**PROBLEM TO WORK ON:**
Set down exactly the lines running from the line with "Respond with the" to the end of the listing below, both ends included.

::::::::

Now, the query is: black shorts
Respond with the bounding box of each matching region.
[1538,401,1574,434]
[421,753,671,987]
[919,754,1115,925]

::::::::

**REPLY:**
Respond with the bounding box of each matching region.
[1538,401,1574,434]
[421,753,671,987]
[919,754,1115,925]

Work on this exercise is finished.